> Task brief:
The required output consists solely of the lines from the line containing "surface in the photo above." through the end of the records, copied exactly.

> Data excerpts:
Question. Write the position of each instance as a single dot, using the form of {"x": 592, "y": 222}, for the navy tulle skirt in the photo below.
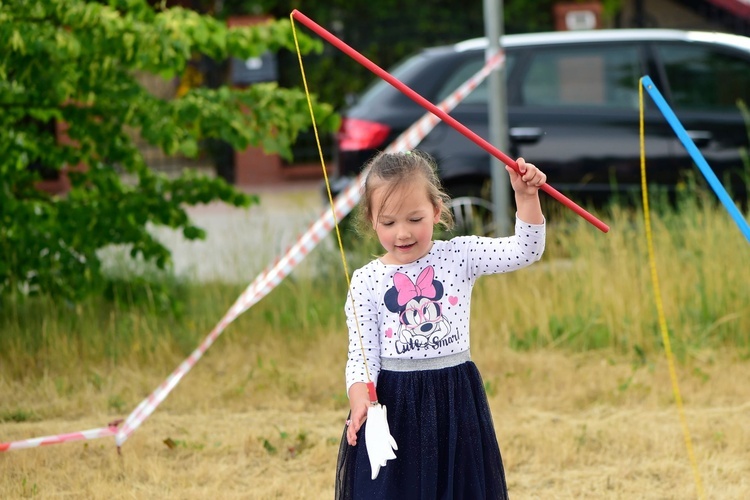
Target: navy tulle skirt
{"x": 447, "y": 448}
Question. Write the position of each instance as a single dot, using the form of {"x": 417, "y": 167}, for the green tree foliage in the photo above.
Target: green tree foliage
{"x": 76, "y": 62}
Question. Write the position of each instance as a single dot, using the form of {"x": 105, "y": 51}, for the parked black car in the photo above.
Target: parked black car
{"x": 572, "y": 102}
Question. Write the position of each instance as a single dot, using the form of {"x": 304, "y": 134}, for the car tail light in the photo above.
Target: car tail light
{"x": 356, "y": 134}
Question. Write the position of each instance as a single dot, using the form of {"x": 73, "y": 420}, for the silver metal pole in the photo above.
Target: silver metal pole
{"x": 498, "y": 119}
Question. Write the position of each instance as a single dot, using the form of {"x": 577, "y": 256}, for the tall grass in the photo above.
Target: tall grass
{"x": 590, "y": 291}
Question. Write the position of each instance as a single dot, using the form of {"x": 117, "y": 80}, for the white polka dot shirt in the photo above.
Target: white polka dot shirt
{"x": 421, "y": 309}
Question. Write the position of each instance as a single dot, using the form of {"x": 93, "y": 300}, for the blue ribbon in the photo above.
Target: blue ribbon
{"x": 698, "y": 158}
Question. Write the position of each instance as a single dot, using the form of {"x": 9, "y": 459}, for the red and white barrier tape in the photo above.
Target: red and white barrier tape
{"x": 110, "y": 430}
{"x": 273, "y": 275}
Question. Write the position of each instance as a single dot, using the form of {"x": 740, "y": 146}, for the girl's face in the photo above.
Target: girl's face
{"x": 404, "y": 222}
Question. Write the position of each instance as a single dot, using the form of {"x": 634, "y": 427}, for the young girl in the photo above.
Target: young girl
{"x": 408, "y": 319}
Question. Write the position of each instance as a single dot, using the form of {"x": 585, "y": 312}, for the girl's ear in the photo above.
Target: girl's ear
{"x": 438, "y": 210}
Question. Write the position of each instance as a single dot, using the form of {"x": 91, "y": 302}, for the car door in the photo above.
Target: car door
{"x": 705, "y": 86}
{"x": 574, "y": 111}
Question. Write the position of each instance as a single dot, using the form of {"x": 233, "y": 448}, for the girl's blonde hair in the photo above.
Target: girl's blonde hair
{"x": 395, "y": 169}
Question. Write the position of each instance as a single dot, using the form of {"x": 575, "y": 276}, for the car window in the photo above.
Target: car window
{"x": 598, "y": 77}
{"x": 378, "y": 88}
{"x": 703, "y": 78}
{"x": 464, "y": 72}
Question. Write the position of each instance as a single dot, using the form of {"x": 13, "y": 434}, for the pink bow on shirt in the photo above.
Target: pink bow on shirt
{"x": 422, "y": 288}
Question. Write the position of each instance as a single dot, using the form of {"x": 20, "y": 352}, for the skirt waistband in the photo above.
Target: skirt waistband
{"x": 410, "y": 365}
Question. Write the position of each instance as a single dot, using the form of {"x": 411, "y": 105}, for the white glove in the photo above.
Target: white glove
{"x": 380, "y": 443}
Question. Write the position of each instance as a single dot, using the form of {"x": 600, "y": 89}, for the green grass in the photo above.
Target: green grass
{"x": 591, "y": 291}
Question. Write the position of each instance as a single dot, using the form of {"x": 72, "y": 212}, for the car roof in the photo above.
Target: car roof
{"x": 608, "y": 35}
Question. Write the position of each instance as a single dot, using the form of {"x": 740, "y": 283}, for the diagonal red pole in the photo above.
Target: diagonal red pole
{"x": 336, "y": 42}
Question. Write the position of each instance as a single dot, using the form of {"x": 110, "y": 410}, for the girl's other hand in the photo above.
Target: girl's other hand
{"x": 359, "y": 401}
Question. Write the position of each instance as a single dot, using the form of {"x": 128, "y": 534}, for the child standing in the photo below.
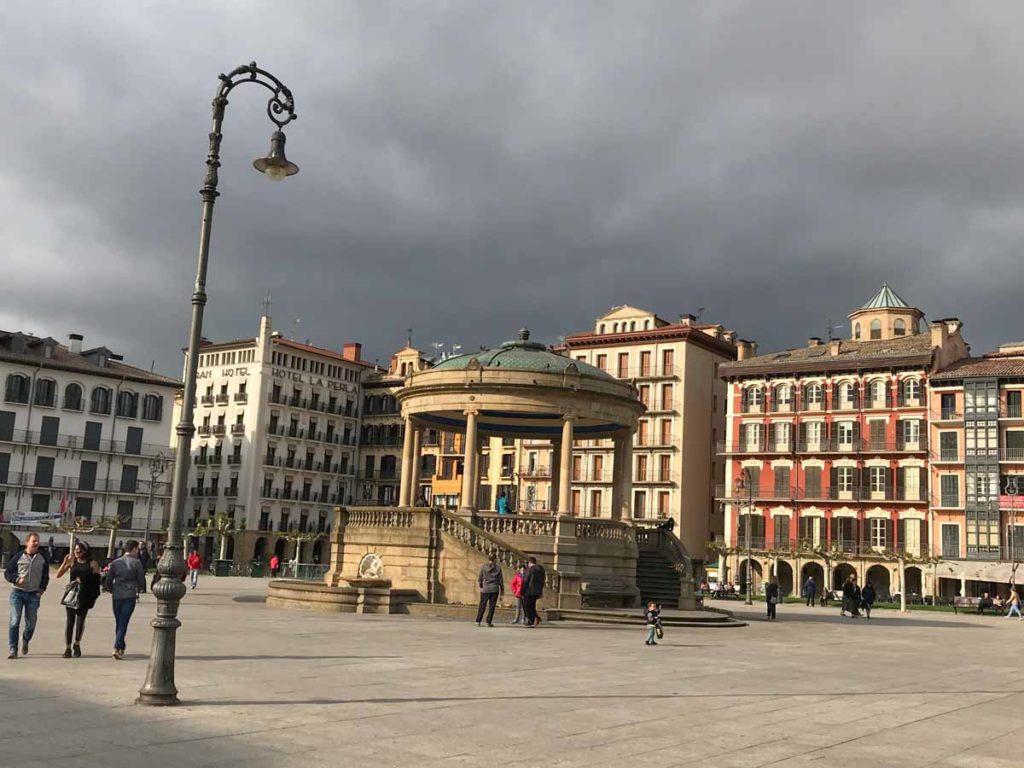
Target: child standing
{"x": 653, "y": 617}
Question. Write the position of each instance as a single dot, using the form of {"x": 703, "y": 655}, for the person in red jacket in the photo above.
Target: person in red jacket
{"x": 195, "y": 563}
{"x": 516, "y": 587}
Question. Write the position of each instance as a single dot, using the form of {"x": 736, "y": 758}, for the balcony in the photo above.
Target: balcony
{"x": 537, "y": 473}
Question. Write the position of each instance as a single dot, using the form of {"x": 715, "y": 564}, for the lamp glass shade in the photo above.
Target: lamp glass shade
{"x": 275, "y": 166}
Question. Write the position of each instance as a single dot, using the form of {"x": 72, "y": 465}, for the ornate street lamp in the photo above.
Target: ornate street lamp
{"x": 743, "y": 481}
{"x": 159, "y": 689}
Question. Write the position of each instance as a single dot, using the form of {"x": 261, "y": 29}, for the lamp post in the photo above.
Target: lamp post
{"x": 157, "y": 468}
{"x": 159, "y": 689}
{"x": 741, "y": 482}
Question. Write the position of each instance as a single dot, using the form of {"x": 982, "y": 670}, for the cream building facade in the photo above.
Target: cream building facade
{"x": 278, "y": 427}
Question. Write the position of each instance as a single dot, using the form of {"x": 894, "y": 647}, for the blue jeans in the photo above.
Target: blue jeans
{"x": 122, "y": 614}
{"x": 23, "y": 601}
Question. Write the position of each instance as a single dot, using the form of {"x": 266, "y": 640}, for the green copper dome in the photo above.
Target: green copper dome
{"x": 521, "y": 354}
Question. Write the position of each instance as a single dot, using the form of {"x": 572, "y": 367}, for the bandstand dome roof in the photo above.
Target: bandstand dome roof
{"x": 521, "y": 354}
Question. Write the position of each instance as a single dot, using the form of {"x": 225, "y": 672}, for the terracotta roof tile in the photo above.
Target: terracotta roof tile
{"x": 915, "y": 349}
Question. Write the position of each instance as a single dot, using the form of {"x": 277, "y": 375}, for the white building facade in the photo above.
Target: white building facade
{"x": 278, "y": 426}
{"x": 82, "y": 434}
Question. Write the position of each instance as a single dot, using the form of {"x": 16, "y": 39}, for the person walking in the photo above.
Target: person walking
{"x": 81, "y": 595}
{"x": 867, "y": 598}
{"x": 195, "y": 563}
{"x": 1014, "y": 604}
{"x": 771, "y": 597}
{"x": 492, "y": 586}
{"x": 810, "y": 589}
{"x": 125, "y": 580}
{"x": 144, "y": 557}
{"x": 532, "y": 590}
{"x": 29, "y": 571}
{"x": 652, "y": 616}
{"x": 516, "y": 589}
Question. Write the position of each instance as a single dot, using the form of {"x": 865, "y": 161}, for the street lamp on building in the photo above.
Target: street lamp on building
{"x": 159, "y": 688}
{"x": 743, "y": 483}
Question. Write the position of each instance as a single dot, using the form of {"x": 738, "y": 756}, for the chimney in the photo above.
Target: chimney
{"x": 352, "y": 350}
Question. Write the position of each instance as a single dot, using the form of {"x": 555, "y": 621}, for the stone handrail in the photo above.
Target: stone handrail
{"x": 606, "y": 529}
{"x": 518, "y": 524}
{"x": 376, "y": 517}
{"x": 669, "y": 544}
{"x": 483, "y": 542}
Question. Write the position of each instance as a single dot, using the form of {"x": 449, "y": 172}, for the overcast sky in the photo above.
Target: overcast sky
{"x": 468, "y": 168}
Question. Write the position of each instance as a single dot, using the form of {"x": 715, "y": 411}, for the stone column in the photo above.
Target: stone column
{"x": 407, "y": 464}
{"x": 565, "y": 468}
{"x": 414, "y": 482}
{"x": 556, "y": 463}
{"x": 468, "y": 501}
{"x": 626, "y": 512}
{"x": 617, "y": 478}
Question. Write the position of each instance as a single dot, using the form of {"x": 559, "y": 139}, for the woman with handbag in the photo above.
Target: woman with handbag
{"x": 80, "y": 595}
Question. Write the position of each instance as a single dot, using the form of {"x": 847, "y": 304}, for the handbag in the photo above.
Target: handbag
{"x": 72, "y": 596}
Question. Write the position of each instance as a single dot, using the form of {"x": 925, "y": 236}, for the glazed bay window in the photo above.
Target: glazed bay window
{"x": 949, "y": 491}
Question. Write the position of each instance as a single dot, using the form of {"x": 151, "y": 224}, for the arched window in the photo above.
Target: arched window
{"x": 73, "y": 396}
{"x": 911, "y": 390}
{"x": 100, "y": 402}
{"x": 46, "y": 392}
{"x": 153, "y": 408}
{"x": 17, "y": 388}
{"x": 127, "y": 403}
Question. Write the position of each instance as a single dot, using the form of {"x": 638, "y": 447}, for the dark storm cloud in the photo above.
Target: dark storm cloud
{"x": 468, "y": 168}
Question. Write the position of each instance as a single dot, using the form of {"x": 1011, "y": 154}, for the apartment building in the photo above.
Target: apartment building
{"x": 82, "y": 434}
{"x": 675, "y": 369}
{"x": 828, "y": 453}
{"x": 278, "y": 428}
{"x": 977, "y": 470}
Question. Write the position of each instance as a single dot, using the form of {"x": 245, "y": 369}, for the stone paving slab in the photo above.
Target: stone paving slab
{"x": 262, "y": 686}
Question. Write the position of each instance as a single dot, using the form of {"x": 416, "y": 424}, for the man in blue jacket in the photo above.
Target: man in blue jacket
{"x": 30, "y": 572}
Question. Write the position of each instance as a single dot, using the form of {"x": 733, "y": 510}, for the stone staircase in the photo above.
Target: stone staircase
{"x": 657, "y": 580}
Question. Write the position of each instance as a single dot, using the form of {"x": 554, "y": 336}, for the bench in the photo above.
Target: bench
{"x": 972, "y": 603}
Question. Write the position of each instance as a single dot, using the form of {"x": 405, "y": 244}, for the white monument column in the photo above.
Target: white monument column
{"x": 414, "y": 482}
{"x": 617, "y": 478}
{"x": 556, "y": 463}
{"x": 565, "y": 468}
{"x": 407, "y": 464}
{"x": 468, "y": 502}
{"x": 626, "y": 500}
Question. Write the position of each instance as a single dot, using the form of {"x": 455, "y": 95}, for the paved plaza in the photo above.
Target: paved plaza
{"x": 269, "y": 687}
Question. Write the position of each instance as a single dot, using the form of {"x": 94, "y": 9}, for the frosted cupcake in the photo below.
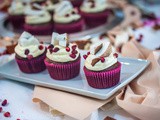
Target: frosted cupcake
{"x": 30, "y": 54}
{"x": 16, "y": 14}
{"x": 95, "y": 12}
{"x": 76, "y": 3}
{"x": 102, "y": 68}
{"x": 38, "y": 22}
{"x": 67, "y": 19}
{"x": 50, "y": 5}
{"x": 119, "y": 38}
{"x": 62, "y": 58}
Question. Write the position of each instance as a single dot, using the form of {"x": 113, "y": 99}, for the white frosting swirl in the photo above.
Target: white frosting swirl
{"x": 62, "y": 55}
{"x": 95, "y": 6}
{"x": 37, "y": 16}
{"x": 27, "y": 41}
{"x": 123, "y": 36}
{"x": 50, "y": 6}
{"x": 16, "y": 8}
{"x": 99, "y": 66}
{"x": 65, "y": 8}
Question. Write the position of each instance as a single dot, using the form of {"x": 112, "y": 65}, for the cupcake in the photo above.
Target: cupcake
{"x": 30, "y": 54}
{"x": 67, "y": 19}
{"x": 76, "y": 3}
{"x": 38, "y": 22}
{"x": 9, "y": 44}
{"x": 16, "y": 14}
{"x": 62, "y": 58}
{"x": 102, "y": 69}
{"x": 120, "y": 37}
{"x": 95, "y": 12}
{"x": 50, "y": 5}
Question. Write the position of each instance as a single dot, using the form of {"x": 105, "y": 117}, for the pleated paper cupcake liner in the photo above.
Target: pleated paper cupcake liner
{"x": 103, "y": 79}
{"x": 34, "y": 65}
{"x": 63, "y": 71}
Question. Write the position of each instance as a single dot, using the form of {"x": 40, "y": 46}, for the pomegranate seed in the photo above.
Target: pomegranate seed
{"x": 85, "y": 56}
{"x": 73, "y": 12}
{"x": 29, "y": 57}
{"x": 1, "y": 109}
{"x": 26, "y": 52}
{"x": 67, "y": 15}
{"x": 93, "y": 5}
{"x": 4, "y": 103}
{"x": 41, "y": 42}
{"x": 7, "y": 114}
{"x": 67, "y": 49}
{"x": 41, "y": 47}
{"x": 50, "y": 46}
{"x": 140, "y": 36}
{"x": 55, "y": 49}
{"x": 72, "y": 55}
{"x": 102, "y": 59}
{"x": 88, "y": 53}
{"x": 115, "y": 55}
{"x": 74, "y": 47}
{"x": 74, "y": 51}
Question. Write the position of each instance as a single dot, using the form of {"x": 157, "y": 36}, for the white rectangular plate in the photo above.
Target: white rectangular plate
{"x": 131, "y": 68}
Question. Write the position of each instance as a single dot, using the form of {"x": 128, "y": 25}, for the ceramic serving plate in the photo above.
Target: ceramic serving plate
{"x": 131, "y": 68}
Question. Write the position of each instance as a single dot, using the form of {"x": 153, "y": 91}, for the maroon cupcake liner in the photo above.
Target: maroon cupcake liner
{"x": 103, "y": 79}
{"x": 95, "y": 19}
{"x": 42, "y": 29}
{"x": 69, "y": 27}
{"x": 17, "y": 21}
{"x": 34, "y": 65}
{"x": 63, "y": 71}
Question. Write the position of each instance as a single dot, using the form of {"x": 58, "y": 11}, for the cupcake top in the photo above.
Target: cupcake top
{"x": 28, "y": 46}
{"x": 65, "y": 13}
{"x": 94, "y": 6}
{"x": 37, "y": 16}
{"x": 100, "y": 57}
{"x": 50, "y": 5}
{"x": 61, "y": 50}
{"x": 123, "y": 37}
{"x": 16, "y": 8}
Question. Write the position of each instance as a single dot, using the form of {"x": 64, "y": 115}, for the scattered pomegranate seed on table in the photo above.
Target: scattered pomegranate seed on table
{"x": 26, "y": 52}
{"x": 41, "y": 47}
{"x": 4, "y": 103}
{"x": 67, "y": 49}
{"x": 72, "y": 55}
{"x": 29, "y": 57}
{"x": 74, "y": 47}
{"x": 102, "y": 59}
{"x": 88, "y": 53}
{"x": 84, "y": 56}
{"x": 115, "y": 55}
{"x": 56, "y": 49}
{"x": 7, "y": 114}
{"x": 1, "y": 109}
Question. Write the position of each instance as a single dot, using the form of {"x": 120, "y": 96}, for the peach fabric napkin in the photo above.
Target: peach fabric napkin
{"x": 75, "y": 106}
{"x": 141, "y": 97}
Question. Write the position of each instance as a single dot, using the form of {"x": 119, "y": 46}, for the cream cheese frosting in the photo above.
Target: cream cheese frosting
{"x": 123, "y": 36}
{"x": 62, "y": 51}
{"x": 94, "y": 6}
{"x": 37, "y": 16}
{"x": 107, "y": 62}
{"x": 16, "y": 8}
{"x": 29, "y": 45}
{"x": 65, "y": 13}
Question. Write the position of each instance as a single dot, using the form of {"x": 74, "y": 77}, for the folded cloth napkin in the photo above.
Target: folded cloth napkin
{"x": 141, "y": 97}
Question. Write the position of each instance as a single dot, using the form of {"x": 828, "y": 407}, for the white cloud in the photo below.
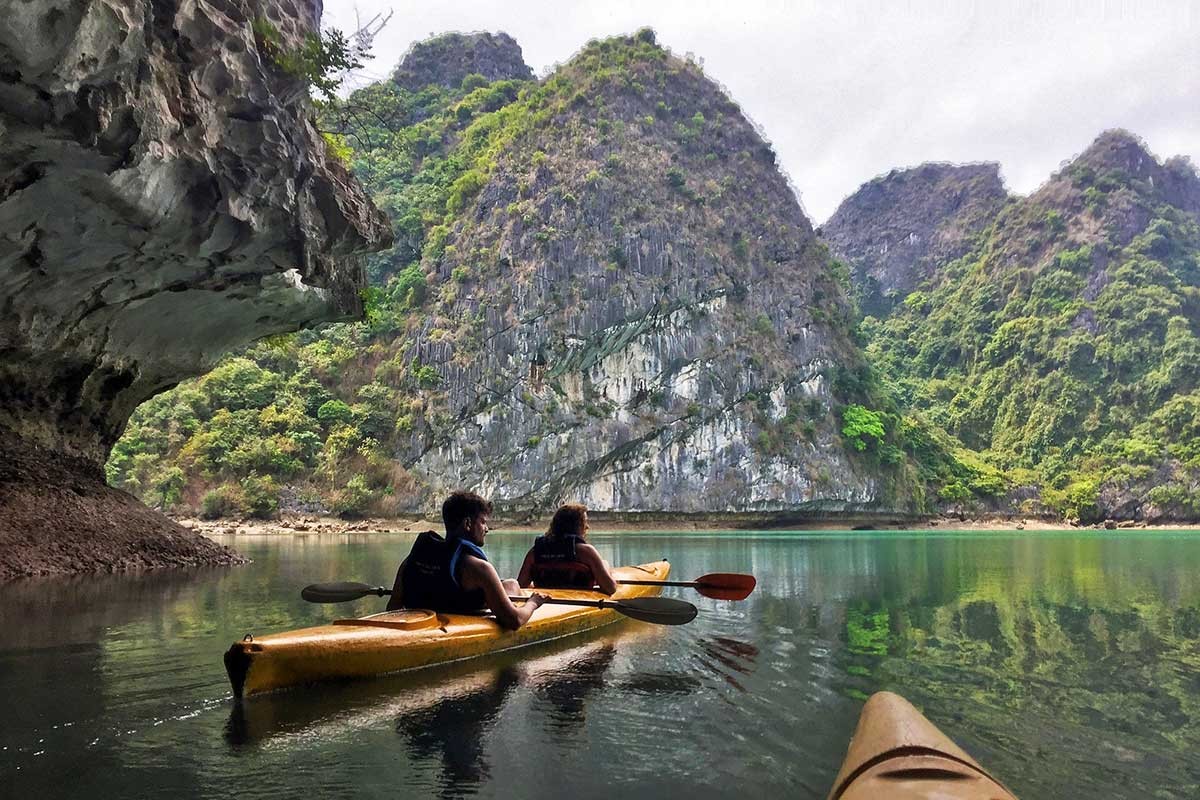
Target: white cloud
{"x": 850, "y": 90}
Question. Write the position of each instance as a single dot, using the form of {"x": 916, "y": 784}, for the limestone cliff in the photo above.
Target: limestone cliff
{"x": 445, "y": 60}
{"x": 163, "y": 198}
{"x": 603, "y": 289}
{"x": 633, "y": 311}
{"x": 1065, "y": 347}
{"x": 895, "y": 229}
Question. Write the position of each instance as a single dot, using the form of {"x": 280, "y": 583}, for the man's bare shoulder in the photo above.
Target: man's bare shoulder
{"x": 478, "y": 567}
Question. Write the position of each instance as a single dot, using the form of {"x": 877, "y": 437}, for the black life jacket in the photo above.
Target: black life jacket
{"x": 557, "y": 564}
{"x": 431, "y": 576}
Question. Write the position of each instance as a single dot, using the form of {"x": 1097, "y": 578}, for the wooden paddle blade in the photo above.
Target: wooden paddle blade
{"x": 340, "y": 591}
{"x": 726, "y": 585}
{"x": 659, "y": 611}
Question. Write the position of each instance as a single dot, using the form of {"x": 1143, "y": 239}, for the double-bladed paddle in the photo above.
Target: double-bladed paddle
{"x": 718, "y": 585}
{"x": 659, "y": 611}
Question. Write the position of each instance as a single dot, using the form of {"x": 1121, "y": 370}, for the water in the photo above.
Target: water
{"x": 1068, "y": 663}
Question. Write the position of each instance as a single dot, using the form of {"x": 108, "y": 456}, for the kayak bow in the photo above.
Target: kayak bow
{"x": 898, "y": 753}
{"x": 413, "y": 638}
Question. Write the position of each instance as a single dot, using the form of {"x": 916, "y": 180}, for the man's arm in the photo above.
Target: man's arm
{"x": 397, "y": 589}
{"x": 599, "y": 567}
{"x": 478, "y": 573}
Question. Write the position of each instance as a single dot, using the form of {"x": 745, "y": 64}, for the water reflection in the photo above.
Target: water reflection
{"x": 453, "y": 728}
{"x": 1069, "y": 665}
{"x": 723, "y": 654}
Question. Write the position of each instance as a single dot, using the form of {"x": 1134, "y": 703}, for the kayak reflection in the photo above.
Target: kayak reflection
{"x": 439, "y": 709}
{"x": 454, "y": 728}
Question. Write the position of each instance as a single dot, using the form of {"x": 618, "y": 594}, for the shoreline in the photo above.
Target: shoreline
{"x": 658, "y": 523}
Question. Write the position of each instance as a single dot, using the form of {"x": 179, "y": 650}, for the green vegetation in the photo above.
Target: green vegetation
{"x": 318, "y": 61}
{"x": 1073, "y": 368}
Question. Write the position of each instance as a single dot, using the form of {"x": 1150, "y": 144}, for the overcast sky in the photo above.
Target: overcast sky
{"x": 847, "y": 89}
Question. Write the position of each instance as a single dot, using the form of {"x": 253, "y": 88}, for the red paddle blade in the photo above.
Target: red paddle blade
{"x": 726, "y": 585}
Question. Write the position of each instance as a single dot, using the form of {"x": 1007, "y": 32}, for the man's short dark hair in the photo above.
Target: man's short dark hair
{"x": 461, "y": 505}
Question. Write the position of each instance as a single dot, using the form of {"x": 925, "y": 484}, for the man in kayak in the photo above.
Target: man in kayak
{"x": 562, "y": 558}
{"x": 453, "y": 573}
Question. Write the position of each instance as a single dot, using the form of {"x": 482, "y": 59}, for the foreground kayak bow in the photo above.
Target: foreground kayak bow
{"x": 899, "y": 755}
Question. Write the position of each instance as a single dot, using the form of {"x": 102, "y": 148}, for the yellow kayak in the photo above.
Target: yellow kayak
{"x": 899, "y": 755}
{"x": 412, "y": 638}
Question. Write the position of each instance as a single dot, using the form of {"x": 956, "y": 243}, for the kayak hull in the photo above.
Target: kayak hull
{"x": 898, "y": 753}
{"x": 413, "y": 638}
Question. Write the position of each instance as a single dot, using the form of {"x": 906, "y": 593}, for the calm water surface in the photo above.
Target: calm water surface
{"x": 1068, "y": 663}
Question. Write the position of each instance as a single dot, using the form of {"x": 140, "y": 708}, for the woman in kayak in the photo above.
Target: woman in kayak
{"x": 563, "y": 558}
{"x": 454, "y": 575}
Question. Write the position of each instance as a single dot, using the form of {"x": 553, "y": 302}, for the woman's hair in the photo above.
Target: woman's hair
{"x": 569, "y": 522}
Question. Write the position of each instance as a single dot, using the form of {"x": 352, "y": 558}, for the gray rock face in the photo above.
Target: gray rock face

> Written answer:
Question. Write the position of each instance as a single dot, using the form of {"x": 906, "y": 593}, for the calm water surface in the photo above.
Target: calm water surface
{"x": 1068, "y": 663}
Question. Write the position of each instance as a single dot, using the form of {"x": 140, "y": 708}, for the woman in kayak in the photo above.
Target: woman in kayak
{"x": 563, "y": 558}
{"x": 454, "y": 575}
Question. Write the position of each instance as a single dot, using the form of {"x": 553, "y": 302}, for the woman's hair in the photo above.
Target: woman's hair
{"x": 569, "y": 522}
Question. Write the position of each instance as a single dot, using the form of {"x": 352, "y": 558}, for the gray rock face in the photo above.
Target: gray rock face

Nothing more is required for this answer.